> [Exercise objective]:
Show all the lines in the data below that include the word "Mark".

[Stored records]
━━━━━━━━

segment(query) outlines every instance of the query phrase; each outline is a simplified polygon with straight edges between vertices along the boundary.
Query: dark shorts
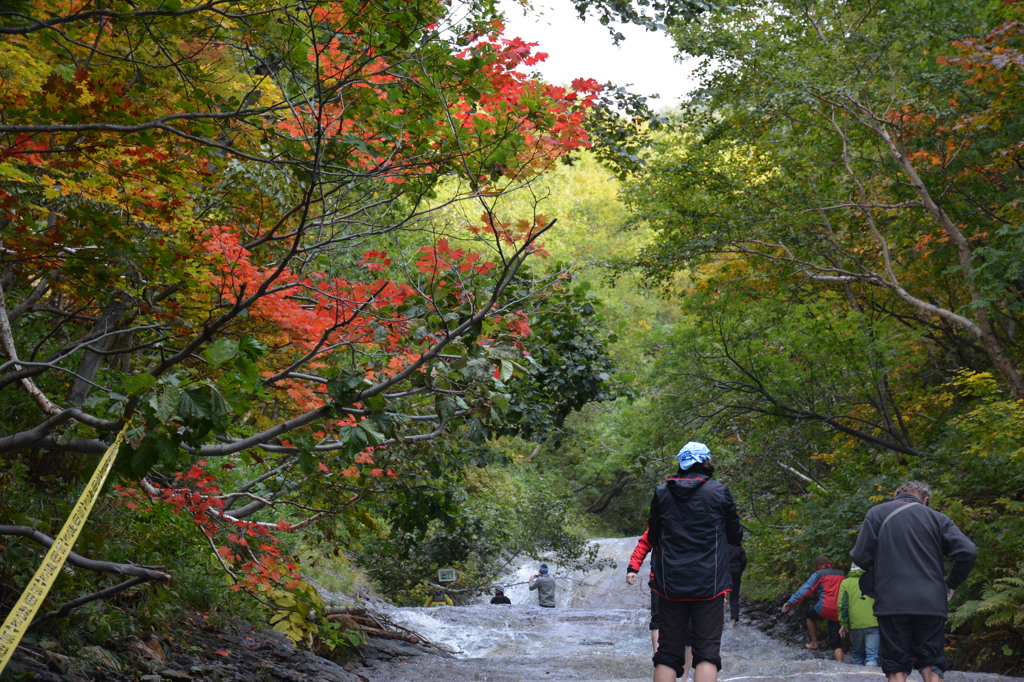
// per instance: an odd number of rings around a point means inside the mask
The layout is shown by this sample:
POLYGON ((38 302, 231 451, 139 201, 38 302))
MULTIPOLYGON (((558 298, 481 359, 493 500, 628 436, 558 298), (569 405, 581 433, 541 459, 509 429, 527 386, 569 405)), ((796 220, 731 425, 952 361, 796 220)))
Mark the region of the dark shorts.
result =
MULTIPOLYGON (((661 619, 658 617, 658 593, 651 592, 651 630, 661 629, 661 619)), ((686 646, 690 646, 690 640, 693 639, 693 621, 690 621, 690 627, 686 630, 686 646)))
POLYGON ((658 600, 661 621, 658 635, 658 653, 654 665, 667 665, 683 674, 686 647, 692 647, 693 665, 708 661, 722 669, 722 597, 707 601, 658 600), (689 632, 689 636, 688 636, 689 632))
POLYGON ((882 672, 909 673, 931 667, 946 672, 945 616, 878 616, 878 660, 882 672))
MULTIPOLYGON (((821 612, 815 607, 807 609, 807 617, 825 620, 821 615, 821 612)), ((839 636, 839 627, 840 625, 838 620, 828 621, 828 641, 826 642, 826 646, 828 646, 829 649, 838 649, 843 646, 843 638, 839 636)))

━━━━━━━━

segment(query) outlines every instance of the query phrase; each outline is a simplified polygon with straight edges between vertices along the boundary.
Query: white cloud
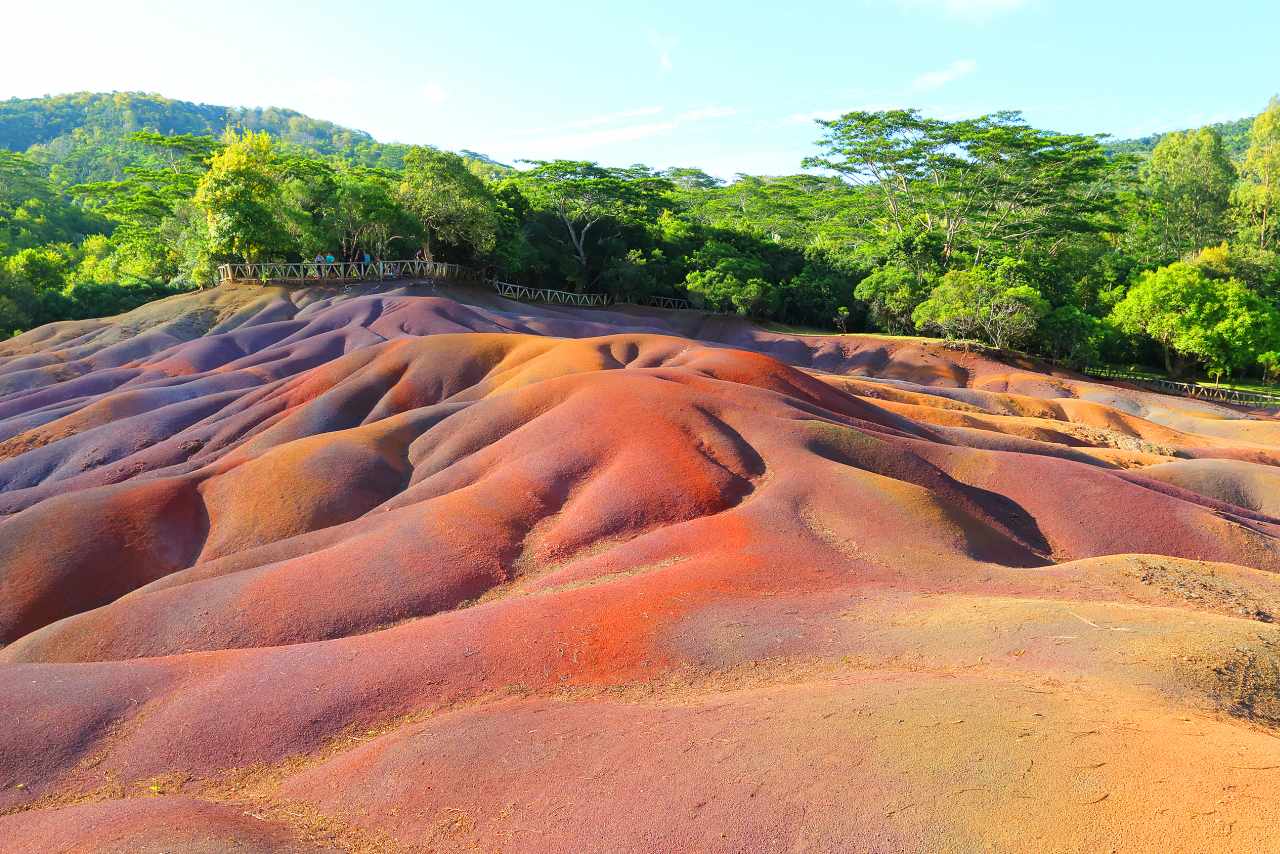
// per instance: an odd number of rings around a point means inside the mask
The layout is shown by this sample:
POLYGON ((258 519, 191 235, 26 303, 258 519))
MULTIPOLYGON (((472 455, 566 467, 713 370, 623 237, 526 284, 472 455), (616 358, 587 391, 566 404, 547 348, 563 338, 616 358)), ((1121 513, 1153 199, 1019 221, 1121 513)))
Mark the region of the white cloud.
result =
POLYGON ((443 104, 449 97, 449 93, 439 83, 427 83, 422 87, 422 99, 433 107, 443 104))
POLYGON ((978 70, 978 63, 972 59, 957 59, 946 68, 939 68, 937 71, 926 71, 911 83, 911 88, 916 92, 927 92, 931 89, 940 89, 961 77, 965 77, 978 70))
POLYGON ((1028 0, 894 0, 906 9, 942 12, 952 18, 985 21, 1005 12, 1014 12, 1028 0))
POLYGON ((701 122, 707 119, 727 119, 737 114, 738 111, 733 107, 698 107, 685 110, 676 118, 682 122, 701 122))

━━━━━━━━

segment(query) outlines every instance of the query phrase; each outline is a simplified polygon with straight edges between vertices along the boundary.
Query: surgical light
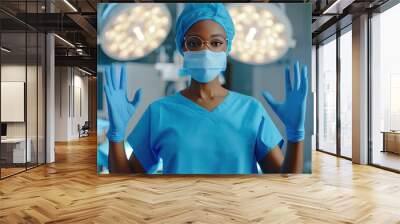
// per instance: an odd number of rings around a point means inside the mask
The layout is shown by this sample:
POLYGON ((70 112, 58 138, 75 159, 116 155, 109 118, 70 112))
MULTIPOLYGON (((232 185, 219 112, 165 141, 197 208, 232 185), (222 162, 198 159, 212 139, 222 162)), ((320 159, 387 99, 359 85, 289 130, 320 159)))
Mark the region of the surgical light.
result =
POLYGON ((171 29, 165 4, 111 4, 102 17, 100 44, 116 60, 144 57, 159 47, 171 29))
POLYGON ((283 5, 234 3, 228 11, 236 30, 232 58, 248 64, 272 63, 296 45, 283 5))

━━━━━━━━

> [Written solution]:
Mark the region of the dark shorts.
Mark the region of the white cloud.
Mark the region of the surgical light.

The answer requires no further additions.